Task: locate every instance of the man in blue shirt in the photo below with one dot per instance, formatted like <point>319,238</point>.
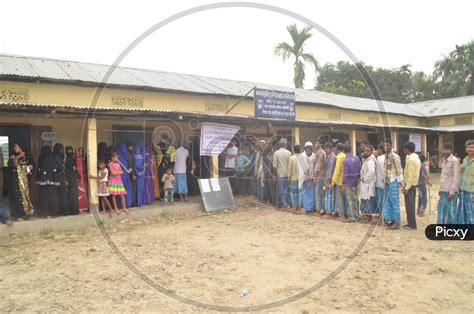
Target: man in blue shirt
<point>350,181</point>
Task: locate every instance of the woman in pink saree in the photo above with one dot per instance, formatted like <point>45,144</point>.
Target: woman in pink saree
<point>82,187</point>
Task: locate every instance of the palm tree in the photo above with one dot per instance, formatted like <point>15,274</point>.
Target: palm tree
<point>286,50</point>
<point>455,72</point>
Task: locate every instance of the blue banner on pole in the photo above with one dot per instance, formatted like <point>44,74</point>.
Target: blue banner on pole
<point>274,104</point>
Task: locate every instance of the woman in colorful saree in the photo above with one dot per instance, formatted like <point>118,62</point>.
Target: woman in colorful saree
<point>81,166</point>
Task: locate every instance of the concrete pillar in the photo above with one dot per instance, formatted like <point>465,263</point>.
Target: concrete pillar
<point>424,144</point>
<point>354,141</point>
<point>296,135</point>
<point>441,141</point>
<point>91,134</point>
<point>394,137</point>
<point>215,167</point>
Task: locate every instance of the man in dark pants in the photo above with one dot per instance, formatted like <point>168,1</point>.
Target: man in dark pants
<point>411,174</point>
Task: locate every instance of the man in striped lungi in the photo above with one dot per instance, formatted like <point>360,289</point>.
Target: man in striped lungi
<point>328,170</point>
<point>393,175</point>
<point>379,178</point>
<point>319,157</point>
<point>339,203</point>
<point>449,188</point>
<point>466,195</point>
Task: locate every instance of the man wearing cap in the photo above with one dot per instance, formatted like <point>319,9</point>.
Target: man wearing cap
<point>449,187</point>
<point>280,162</point>
<point>319,157</point>
<point>339,203</point>
<point>306,169</point>
<point>258,172</point>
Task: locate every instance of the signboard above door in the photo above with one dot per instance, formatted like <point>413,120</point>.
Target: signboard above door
<point>48,136</point>
<point>274,104</point>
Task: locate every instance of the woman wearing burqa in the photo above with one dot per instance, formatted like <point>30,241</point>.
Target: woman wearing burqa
<point>20,166</point>
<point>149,175</point>
<point>81,166</point>
<point>72,177</point>
<point>59,159</point>
<point>48,184</point>
<point>102,152</point>
<point>122,151</point>
<point>157,160</point>
<point>139,156</point>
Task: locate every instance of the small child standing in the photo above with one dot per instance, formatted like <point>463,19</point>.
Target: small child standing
<point>423,180</point>
<point>168,180</point>
<point>115,185</point>
<point>102,191</point>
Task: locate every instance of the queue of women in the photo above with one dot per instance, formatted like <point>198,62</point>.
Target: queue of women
<point>128,176</point>
<point>60,174</point>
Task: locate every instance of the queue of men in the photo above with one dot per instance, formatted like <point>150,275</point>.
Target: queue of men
<point>332,182</point>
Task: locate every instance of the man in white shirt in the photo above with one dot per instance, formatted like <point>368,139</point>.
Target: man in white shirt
<point>281,159</point>
<point>180,183</point>
<point>230,153</point>
<point>379,176</point>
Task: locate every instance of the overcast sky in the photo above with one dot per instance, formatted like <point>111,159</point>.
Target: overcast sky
<point>235,43</point>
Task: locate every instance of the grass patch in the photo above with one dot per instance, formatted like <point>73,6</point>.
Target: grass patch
<point>46,233</point>
<point>165,215</point>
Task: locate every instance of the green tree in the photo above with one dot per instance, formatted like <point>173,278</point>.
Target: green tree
<point>455,72</point>
<point>296,49</point>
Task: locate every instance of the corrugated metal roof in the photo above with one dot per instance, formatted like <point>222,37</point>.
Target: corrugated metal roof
<point>20,106</point>
<point>454,128</point>
<point>77,72</point>
<point>444,107</point>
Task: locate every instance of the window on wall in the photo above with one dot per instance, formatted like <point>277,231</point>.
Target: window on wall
<point>131,134</point>
<point>463,120</point>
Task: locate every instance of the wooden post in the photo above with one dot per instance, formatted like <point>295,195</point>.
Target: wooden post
<point>424,145</point>
<point>215,167</point>
<point>296,135</point>
<point>91,133</point>
<point>440,150</point>
<point>354,142</point>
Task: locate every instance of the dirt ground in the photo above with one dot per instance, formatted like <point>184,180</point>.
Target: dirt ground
<point>212,258</point>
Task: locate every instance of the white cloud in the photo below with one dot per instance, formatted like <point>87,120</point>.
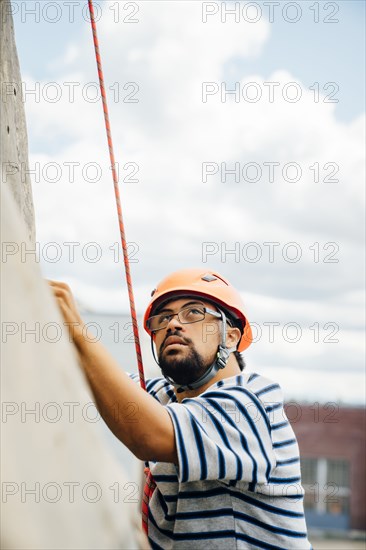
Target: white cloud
<point>170,212</point>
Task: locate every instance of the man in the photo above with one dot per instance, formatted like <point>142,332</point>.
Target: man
<point>220,448</point>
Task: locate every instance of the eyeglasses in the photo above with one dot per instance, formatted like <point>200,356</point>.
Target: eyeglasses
<point>187,315</point>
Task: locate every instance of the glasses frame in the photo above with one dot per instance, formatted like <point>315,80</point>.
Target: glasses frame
<point>171,315</point>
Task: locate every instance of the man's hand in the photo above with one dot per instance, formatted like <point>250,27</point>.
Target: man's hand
<point>69,311</point>
<point>150,435</point>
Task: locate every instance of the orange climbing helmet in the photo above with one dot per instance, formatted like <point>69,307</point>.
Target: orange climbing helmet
<point>208,285</point>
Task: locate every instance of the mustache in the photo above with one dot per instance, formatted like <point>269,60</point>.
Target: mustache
<point>178,335</point>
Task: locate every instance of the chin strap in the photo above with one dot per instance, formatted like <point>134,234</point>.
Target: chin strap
<point>221,359</point>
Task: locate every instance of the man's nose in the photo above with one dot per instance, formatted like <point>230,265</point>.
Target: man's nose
<point>174,323</point>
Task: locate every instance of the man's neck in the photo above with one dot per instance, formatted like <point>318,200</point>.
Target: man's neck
<point>231,369</point>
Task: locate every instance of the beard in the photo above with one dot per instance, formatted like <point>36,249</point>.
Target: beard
<point>183,370</point>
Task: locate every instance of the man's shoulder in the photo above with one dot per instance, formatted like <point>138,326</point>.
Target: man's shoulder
<point>159,388</point>
<point>249,384</point>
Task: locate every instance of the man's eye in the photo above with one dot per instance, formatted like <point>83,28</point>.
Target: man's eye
<point>163,318</point>
<point>194,311</point>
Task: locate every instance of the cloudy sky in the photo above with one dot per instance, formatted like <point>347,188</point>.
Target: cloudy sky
<point>239,137</point>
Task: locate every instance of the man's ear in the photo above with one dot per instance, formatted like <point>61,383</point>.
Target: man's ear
<point>232,337</point>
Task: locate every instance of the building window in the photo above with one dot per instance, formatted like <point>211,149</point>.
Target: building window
<point>327,485</point>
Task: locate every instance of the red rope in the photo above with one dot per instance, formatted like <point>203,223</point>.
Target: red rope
<point>118,201</point>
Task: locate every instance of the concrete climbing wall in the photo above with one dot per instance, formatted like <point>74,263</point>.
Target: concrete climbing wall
<point>61,486</point>
<point>13,133</point>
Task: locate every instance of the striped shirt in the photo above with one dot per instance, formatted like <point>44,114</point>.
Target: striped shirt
<point>237,483</point>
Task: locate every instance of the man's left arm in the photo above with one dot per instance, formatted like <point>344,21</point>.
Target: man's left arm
<point>134,416</point>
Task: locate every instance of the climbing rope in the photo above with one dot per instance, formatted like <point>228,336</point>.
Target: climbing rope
<point>149,483</point>
<point>117,196</point>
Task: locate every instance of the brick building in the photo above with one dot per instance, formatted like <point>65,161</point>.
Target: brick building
<point>332,446</point>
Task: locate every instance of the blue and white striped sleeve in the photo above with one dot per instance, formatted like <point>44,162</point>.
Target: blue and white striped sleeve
<point>158,387</point>
<point>223,434</point>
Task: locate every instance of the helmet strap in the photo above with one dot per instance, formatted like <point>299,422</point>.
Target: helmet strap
<point>222,356</point>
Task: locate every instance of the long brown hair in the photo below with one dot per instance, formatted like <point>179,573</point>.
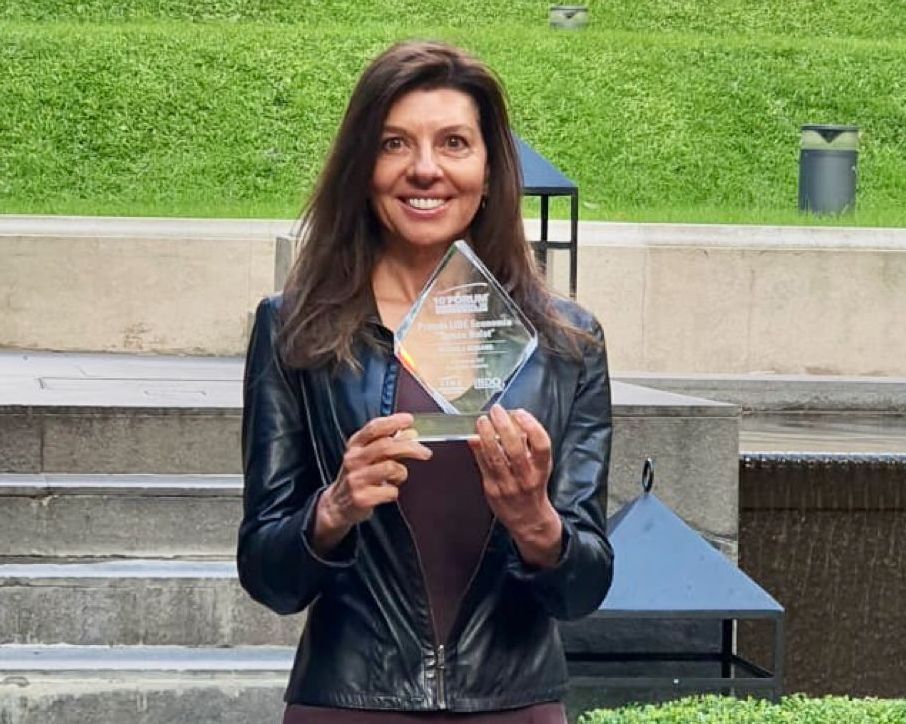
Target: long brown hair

-------

#### What is required
An exact reprint of the records above is required, with all pictures left out.

#### Solution
Task: locate every instance of the man in blue shirt in the photo below with one dot per instance, formatted like <point>319,238</point>.
Target: man in blue shirt
<point>350,181</point>
Task: locate every instance of the woman in pink saree in the photo above with one dot per instance, formatted like <point>45,144</point>.
Target: woman in pink saree
<point>82,187</point>
Task: locate every instance of the palm tree in the photo above with one dot per instance, formatted like <point>15,274</point>.
Target: palm tree
<point>286,50</point>
<point>455,72</point>
Task: locate every instance of the blue banner on pole in the photo above with one dot per instance, formatted like <point>44,74</point>.
Target: blue banner on pole
<point>274,104</point>
Task: locate every instance of the woman in colorful saree in the photo above with one dot per instance, formatted like <point>118,62</point>.
Target: woman in colorful saree
<point>81,166</point>
Task: locate every instance of the concrete pillar in the photo above with one dot per instance, formatted like <point>465,263</point>.
Target: concrete pillar
<point>424,144</point>
<point>354,141</point>
<point>296,135</point>
<point>441,141</point>
<point>91,134</point>
<point>394,137</point>
<point>215,167</point>
Task: locate every instance of the man in dark pants in the photo above with one dot per instance, formatted like <point>168,1</point>.
Target: man in dark pants
<point>411,174</point>
Task: locate every instance of the man in striped lungi in the photo above with one dot per instance, formatted like <point>360,289</point>.
Target: man in striped lungi
<point>328,170</point>
<point>393,175</point>
<point>379,178</point>
<point>319,157</point>
<point>339,203</point>
<point>449,188</point>
<point>466,195</point>
Task: locate every instance of the man wearing cap in the photo above with one dot per instance, formatted like <point>319,9</point>.
Target: man wearing cap
<point>449,187</point>
<point>280,162</point>
<point>319,157</point>
<point>339,203</point>
<point>306,169</point>
<point>258,172</point>
Task: locate every instance of the signboard above door in the photo above with one dot per instance, formatted like <point>413,120</point>.
Target: signboard above door
<point>48,136</point>
<point>274,104</point>
Task: locate every instance of the woman wearing burqa in the photo above with one dot per instance, formatted like <point>30,241</point>.
Target: woman wearing burqa
<point>20,166</point>
<point>149,175</point>
<point>81,166</point>
<point>72,177</point>
<point>59,159</point>
<point>48,184</point>
<point>102,152</point>
<point>122,151</point>
<point>157,160</point>
<point>139,156</point>
Task: locate every instance of the small child standing in the photo above with one dot per instance, formatted like <point>463,19</point>.
Target: small child standing
<point>423,180</point>
<point>168,180</point>
<point>115,185</point>
<point>102,191</point>
Task: locate every instance of the queue of women in the photo above with one dot per instance, formatted like <point>198,62</point>.
Target: queue of women
<point>128,176</point>
<point>60,174</point>
Task: locate every instance of the queue of men in the photo above with one dot per instance, formatted like <point>150,275</point>.
Target: queue of men
<point>332,182</point>
Task: locate every instance of the man in white shirt in the photo above with one dot per instance, formatted like <point>368,139</point>.
Target: man in white shirt
<point>281,159</point>
<point>180,183</point>
<point>230,153</point>
<point>379,176</point>
Task: locate every instance of the overcast sky in the photo above with one dot per instance, formatted like <point>111,159</point>.
Target: overcast sky
<point>235,43</point>
Task: locate every instance of the grass patch in the photo above with one dot per instance, formatted like <point>73,6</point>.
Target: grass patch
<point>46,233</point>
<point>165,215</point>
Task: locate every instance of the green tree in the photo above with one dot per instance, formatted like <point>173,278</point>.
Target: green tree
<point>455,72</point>
<point>296,49</point>
Task: locate every instance of the corrugated metal roof in the photo above with one dot per instance, formatted like <point>222,37</point>.
Target: corrugated metal roof
<point>20,106</point>
<point>454,128</point>
<point>77,72</point>
<point>444,107</point>
Task: locate every instance of the window on wall in the photo above with one dot per instance, formatted like <point>277,231</point>.
Target: window on wall
<point>131,134</point>
<point>463,120</point>
Task: locate every instance of the wooden post in the photo above with one dot per instance, formatted like <point>295,195</point>.
Target: wooden post
<point>424,145</point>
<point>215,167</point>
<point>296,135</point>
<point>91,133</point>
<point>440,150</point>
<point>354,142</point>
Task: locate every instance of the dirt ground in the photo above with one dot per instance, formatted like <point>184,180</point>.
Target: dirt ground
<point>212,258</point>
Task: locate every instance of the white cloud in the photo below with one dot per instance, formatted like <point>87,120</point>.
Target: white cloud
<point>170,212</point>
Task: locate every instance of the man in the photo above with one dot per instance, formatted like <point>142,332</point>.
Target: man
<point>220,448</point>
Task: locate every instance of the eyeglasses in the photo above with one dot per instance, formatted like <point>200,356</point>.
Target: eyeglasses
<point>187,315</point>
Task: locate every instance of the glasses frame in the photo above with one dot per instance, formatted like <point>315,80</point>.
Target: glasses frame
<point>171,315</point>
Task: locate every instance of the man's hand in the photo above with one dot per instance, formatted like <point>250,27</point>.
Target: man's hand
<point>69,311</point>
<point>150,435</point>
Task: locate every instance of the orange climbing helmet in the photo above with one dot per instance, formatted like <point>69,307</point>.
Target: orange climbing helmet
<point>208,285</point>
Task: locate every instance of the mustache in the photo above with one dot per instance, formatted like <point>269,60</point>.
Target: mustache
<point>178,335</point>
Task: locate every instance of the chin strap in the photo above with one dot per instance, formatted like <point>134,234</point>.
Target: chin strap
<point>221,359</point>
Task: locate every instance of the man's nose in the photo above with one dot per instance, formatted like <point>230,265</point>.
Target: man's nose
<point>174,323</point>
Task: locate every instance of the man's neck in the photo above with one dot per instance, formatted like <point>318,200</point>.
Target: man's neck
<point>231,369</point>
Task: locate every instance of the beard in the photo above with one dot per instance, formatted like <point>36,249</point>.
Target: beard
<point>183,370</point>
Task: locate every instance of the man's shoulder in the photo above with one dot per instance, formatted like <point>138,326</point>.
Target: man's shoulder
<point>159,388</point>
<point>249,384</point>
Task: locate every instance of the man's eye in the photo above with one dot per instance, formatted like <point>83,28</point>.
Target: man's eye
<point>163,318</point>
<point>194,311</point>
Task: locate every instance of the cloudy sky in the photo above with one dot per instance, formatted like <point>347,188</point>.
Target: cloudy sky
<point>239,137</point>
Task: locate every instance of the man's ear in the photo above with one dot per instance, formatted like <point>61,383</point>.
Target: man's ear
<point>232,337</point>
Task: locate every instance of the building window in the photo above with one dot per instance, formatted like <point>211,149</point>.
Target: building window
<point>327,485</point>
Task: locate every instance of the red rope in the photo above with one dot per instance, formatted like <point>203,223</point>.
Target: red rope
<point>118,201</point>
Task: locate every instance of the concrete climbing wall in the photo above with one dot per instance, formatted like <point>74,263</point>.
Target: concrete climbing wall
<point>61,486</point>
<point>13,133</point>
Task: locate every instance of the striped shirt in the photo above with one dot per instance, formatted like <point>44,114</point>.
Target: striped shirt
<point>237,483</point>
Task: locate every instance of the man's left arm in the photo above with one dot per instance, formatted like <point>344,21</point>.
Target: man's left arm
<point>134,416</point>
Task: locate every instance of the climbing rope in the photo above with one dot per instance, formatted like <point>228,336</point>.
Target: climbing rope
<point>149,483</point>
<point>117,196</point>
Task: locate every instance of the brick building in the photo above with one dot per instance, formatted like <point>65,161</point>.
Target: brick building
<point>332,446</point>
Task: locate every instance of the blue and white striped sleeve in the photo above with one dot per instance, formatted like <point>44,162</point>.
Target: blue and white striped sleeve
<point>158,387</point>
<point>223,434</point>
Task: locate every instance of the helmet strap in the photo above with one dot per instance, formatted like <point>299,422</point>.
Target: helmet strap
<point>222,356</point>
Task: locate every instance of the long brown hair in the photo below with one dot per instance, formatted like <point>179,573</point>.
Target: long brown hair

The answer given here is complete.